WHAT IS REQUIRED: Count the lines in the records below that contain the string "square", matching case exactly. Give only the number.

DATA FOR THIS TASK:

• • • • • • •

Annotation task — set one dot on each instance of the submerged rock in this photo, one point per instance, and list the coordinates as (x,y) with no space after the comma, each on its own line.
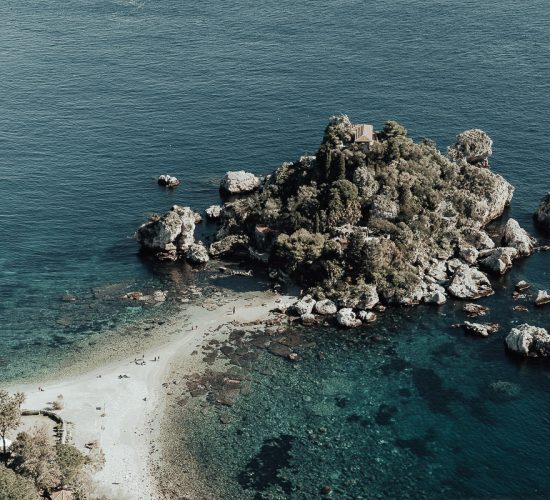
(367,316)
(346,317)
(166,235)
(469,283)
(521,286)
(530,341)
(239,182)
(517,237)
(543,298)
(325,307)
(304,306)
(473,146)
(542,215)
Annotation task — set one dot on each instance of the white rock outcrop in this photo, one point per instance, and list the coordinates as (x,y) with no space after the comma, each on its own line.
(325,307)
(473,145)
(214,212)
(168,181)
(528,340)
(304,306)
(517,237)
(469,283)
(346,317)
(197,254)
(239,182)
(542,215)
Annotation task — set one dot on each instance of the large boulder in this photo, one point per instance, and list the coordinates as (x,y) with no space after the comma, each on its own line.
(197,254)
(369,298)
(528,340)
(480,329)
(346,317)
(325,307)
(499,260)
(230,245)
(542,215)
(304,305)
(517,237)
(469,283)
(239,182)
(166,235)
(168,181)
(473,145)
(213,212)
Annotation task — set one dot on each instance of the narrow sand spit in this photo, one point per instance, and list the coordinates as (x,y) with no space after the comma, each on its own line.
(118,404)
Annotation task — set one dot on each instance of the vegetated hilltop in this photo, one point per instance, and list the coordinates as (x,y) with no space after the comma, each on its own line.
(389,217)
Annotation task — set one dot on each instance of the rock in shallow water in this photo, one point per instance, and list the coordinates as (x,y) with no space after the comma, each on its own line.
(542,215)
(214,212)
(304,305)
(480,329)
(517,237)
(325,307)
(346,317)
(528,340)
(239,182)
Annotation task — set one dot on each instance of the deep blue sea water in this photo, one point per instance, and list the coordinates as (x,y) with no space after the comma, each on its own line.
(97,98)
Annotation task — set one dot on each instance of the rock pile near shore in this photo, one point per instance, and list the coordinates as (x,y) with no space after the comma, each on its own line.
(171,236)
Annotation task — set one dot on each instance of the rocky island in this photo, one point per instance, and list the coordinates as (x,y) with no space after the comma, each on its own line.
(373,218)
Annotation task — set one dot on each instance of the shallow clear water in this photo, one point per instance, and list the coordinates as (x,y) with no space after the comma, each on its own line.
(98,98)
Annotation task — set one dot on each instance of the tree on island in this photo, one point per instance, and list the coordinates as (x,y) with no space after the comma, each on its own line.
(10,414)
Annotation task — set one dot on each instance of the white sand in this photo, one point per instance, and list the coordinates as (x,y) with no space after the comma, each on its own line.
(123,414)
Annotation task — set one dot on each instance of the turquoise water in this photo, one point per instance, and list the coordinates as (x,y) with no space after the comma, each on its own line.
(98,98)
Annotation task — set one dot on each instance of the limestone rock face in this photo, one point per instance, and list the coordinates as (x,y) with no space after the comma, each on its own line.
(166,235)
(325,307)
(528,340)
(346,317)
(542,215)
(304,305)
(369,298)
(214,212)
(168,181)
(229,245)
(477,238)
(469,283)
(499,260)
(197,254)
(496,200)
(517,237)
(473,145)
(239,182)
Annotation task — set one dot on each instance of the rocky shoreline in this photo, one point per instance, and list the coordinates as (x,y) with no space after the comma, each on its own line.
(363,225)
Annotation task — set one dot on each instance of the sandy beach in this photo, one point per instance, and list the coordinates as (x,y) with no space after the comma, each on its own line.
(119,404)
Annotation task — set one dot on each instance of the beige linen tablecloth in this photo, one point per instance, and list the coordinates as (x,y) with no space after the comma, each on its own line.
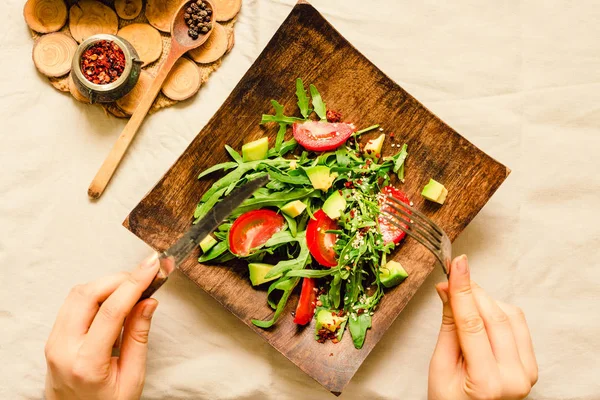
(519,78)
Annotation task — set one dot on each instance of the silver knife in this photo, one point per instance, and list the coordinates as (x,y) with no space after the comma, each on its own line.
(174,255)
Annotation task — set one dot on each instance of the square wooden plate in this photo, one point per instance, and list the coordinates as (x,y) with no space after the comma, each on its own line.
(307,46)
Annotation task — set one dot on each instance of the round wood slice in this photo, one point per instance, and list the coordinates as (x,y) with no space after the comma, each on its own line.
(128,9)
(183,81)
(61,83)
(90,17)
(45,16)
(75,92)
(130,101)
(226,9)
(160,13)
(214,48)
(53,54)
(145,40)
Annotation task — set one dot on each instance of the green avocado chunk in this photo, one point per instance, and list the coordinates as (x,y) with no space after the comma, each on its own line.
(435,191)
(326,320)
(294,208)
(320,177)
(256,150)
(391,274)
(207,243)
(374,146)
(334,205)
(258,272)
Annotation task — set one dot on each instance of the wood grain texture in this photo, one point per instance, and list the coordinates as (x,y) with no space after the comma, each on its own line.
(307,46)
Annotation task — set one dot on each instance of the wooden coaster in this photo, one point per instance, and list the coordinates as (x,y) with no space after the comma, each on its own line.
(53,54)
(183,81)
(61,83)
(45,16)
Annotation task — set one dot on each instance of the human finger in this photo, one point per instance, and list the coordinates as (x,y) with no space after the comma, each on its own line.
(109,320)
(447,349)
(470,328)
(523,340)
(132,361)
(498,328)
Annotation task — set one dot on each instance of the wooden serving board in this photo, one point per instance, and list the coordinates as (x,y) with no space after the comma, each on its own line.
(307,46)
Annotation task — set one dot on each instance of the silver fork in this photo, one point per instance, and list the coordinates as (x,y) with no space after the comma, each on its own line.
(422,229)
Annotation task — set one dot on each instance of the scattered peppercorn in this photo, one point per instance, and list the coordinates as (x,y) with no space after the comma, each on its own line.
(333,116)
(198,19)
(103,62)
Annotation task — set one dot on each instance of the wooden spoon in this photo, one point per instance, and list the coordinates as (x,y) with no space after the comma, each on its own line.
(181,43)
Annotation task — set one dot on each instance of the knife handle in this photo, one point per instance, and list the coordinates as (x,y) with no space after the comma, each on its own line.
(167,265)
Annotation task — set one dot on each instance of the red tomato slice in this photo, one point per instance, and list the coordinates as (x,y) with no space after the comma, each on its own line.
(253,229)
(320,243)
(321,135)
(307,302)
(390,232)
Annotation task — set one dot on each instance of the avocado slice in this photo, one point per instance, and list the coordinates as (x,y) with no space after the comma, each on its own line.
(258,272)
(374,146)
(391,274)
(207,243)
(334,205)
(326,320)
(435,191)
(320,177)
(256,150)
(294,208)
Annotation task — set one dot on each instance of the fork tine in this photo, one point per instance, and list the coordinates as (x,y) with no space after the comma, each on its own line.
(434,240)
(431,232)
(416,212)
(419,239)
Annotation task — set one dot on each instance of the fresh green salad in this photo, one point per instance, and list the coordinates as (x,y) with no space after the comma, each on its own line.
(317,224)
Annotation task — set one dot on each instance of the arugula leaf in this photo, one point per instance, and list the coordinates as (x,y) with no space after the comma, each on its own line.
(302,99)
(234,154)
(294,264)
(223,166)
(341,156)
(278,199)
(278,117)
(291,224)
(318,103)
(278,175)
(310,273)
(217,250)
(287,290)
(358,329)
(203,208)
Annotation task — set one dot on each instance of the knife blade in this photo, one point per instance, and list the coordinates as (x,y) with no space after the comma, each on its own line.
(178,252)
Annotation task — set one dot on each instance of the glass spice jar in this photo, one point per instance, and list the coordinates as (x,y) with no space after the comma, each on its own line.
(107,89)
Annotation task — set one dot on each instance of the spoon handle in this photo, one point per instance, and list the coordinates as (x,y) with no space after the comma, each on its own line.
(112,161)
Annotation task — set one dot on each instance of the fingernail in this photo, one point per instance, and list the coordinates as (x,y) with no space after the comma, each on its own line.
(151,262)
(442,294)
(462,265)
(149,309)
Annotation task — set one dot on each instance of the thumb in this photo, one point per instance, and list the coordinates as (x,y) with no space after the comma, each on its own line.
(447,349)
(132,362)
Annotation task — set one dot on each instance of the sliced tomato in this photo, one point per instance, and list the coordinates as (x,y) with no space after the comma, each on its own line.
(253,229)
(307,302)
(319,242)
(390,232)
(321,135)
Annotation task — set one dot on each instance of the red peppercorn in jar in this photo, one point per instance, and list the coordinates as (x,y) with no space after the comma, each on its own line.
(103,62)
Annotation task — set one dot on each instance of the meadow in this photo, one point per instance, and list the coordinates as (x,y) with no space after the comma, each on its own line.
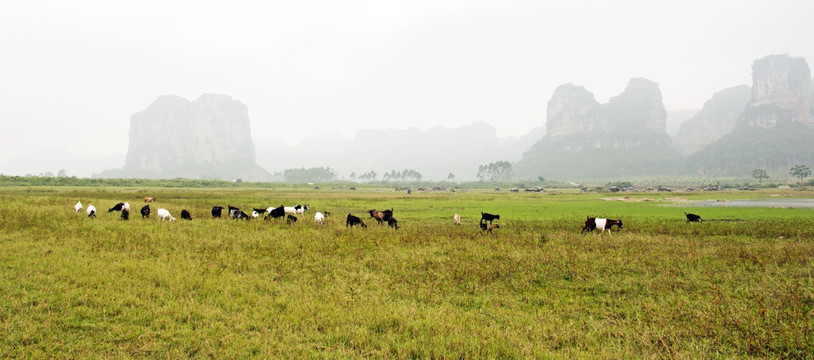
(740,285)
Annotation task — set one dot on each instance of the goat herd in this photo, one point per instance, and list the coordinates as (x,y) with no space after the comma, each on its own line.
(290,213)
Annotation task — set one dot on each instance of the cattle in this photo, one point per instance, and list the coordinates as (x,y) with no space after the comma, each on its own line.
(393,223)
(488,217)
(117,207)
(164,214)
(354,220)
(380,216)
(592,224)
(693,217)
(488,227)
(275,213)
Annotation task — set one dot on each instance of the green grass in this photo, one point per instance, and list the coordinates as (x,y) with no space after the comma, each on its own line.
(71,287)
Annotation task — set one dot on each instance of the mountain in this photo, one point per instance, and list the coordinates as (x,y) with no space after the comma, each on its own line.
(774,132)
(435,153)
(717,118)
(207,138)
(585,139)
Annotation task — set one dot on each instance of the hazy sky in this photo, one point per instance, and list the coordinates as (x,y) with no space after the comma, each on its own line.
(73,72)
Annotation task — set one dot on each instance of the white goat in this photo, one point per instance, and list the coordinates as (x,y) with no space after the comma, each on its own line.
(164,214)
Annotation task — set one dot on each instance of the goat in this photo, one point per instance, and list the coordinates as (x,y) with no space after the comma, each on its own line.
(488,217)
(488,227)
(276,212)
(592,224)
(693,217)
(380,216)
(164,214)
(117,207)
(354,220)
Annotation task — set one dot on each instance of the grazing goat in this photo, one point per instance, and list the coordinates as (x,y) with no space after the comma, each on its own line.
(488,217)
(592,224)
(164,214)
(354,220)
(693,217)
(393,223)
(117,207)
(488,227)
(380,216)
(275,213)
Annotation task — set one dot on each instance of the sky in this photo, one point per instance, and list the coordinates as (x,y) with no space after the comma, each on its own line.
(73,72)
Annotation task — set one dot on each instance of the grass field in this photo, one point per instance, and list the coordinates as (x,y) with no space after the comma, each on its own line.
(739,286)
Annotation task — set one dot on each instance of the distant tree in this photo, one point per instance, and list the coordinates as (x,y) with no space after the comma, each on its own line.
(500,170)
(760,175)
(800,172)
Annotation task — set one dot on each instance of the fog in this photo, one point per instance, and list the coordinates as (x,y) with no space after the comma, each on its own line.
(74,72)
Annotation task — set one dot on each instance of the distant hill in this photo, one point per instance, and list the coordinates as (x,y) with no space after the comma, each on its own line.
(435,153)
(208,138)
(775,130)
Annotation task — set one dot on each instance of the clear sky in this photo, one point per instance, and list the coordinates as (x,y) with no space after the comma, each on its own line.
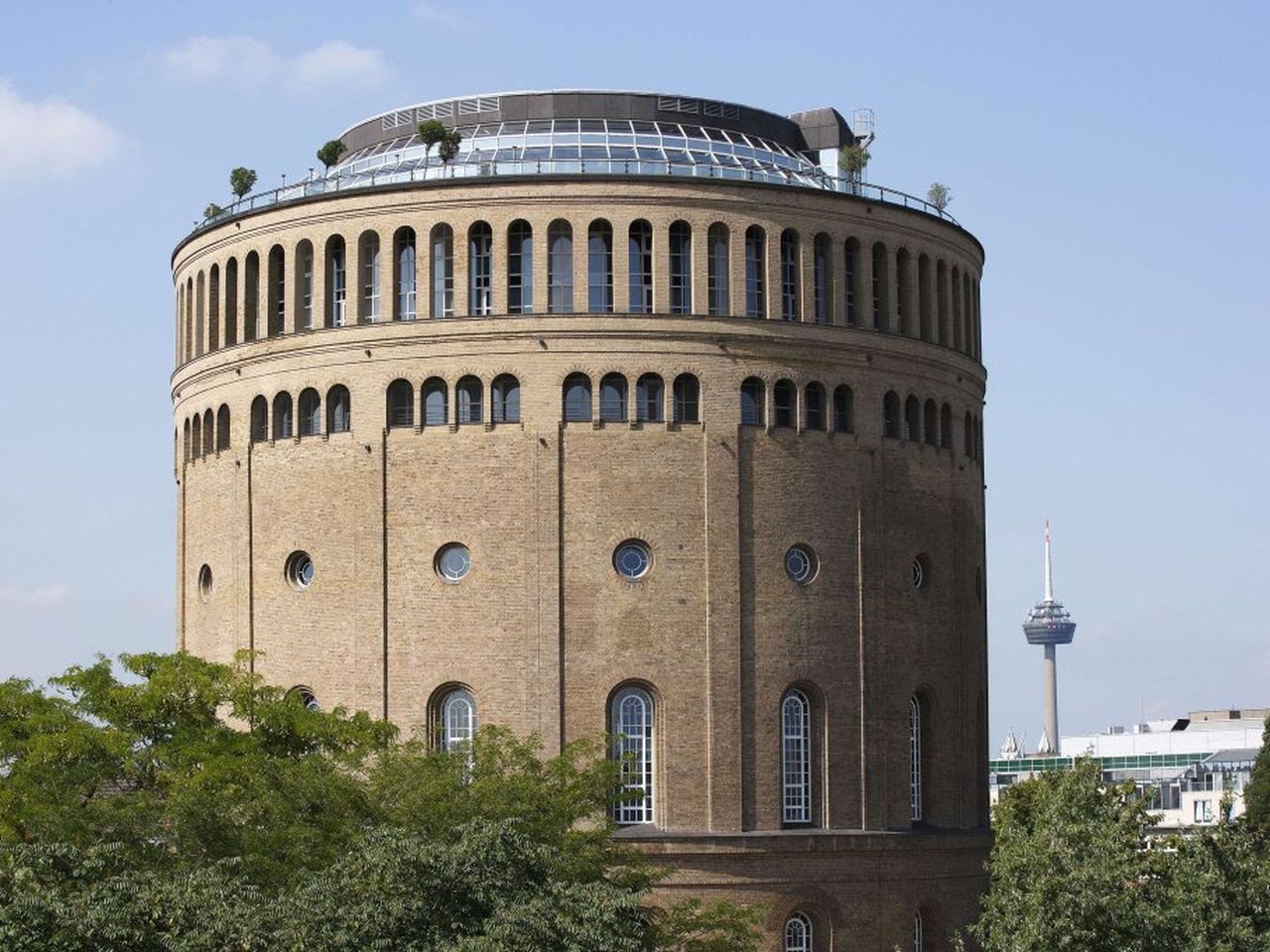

• • • • • • •

SOLUTION TO THIS PROBLEM: 1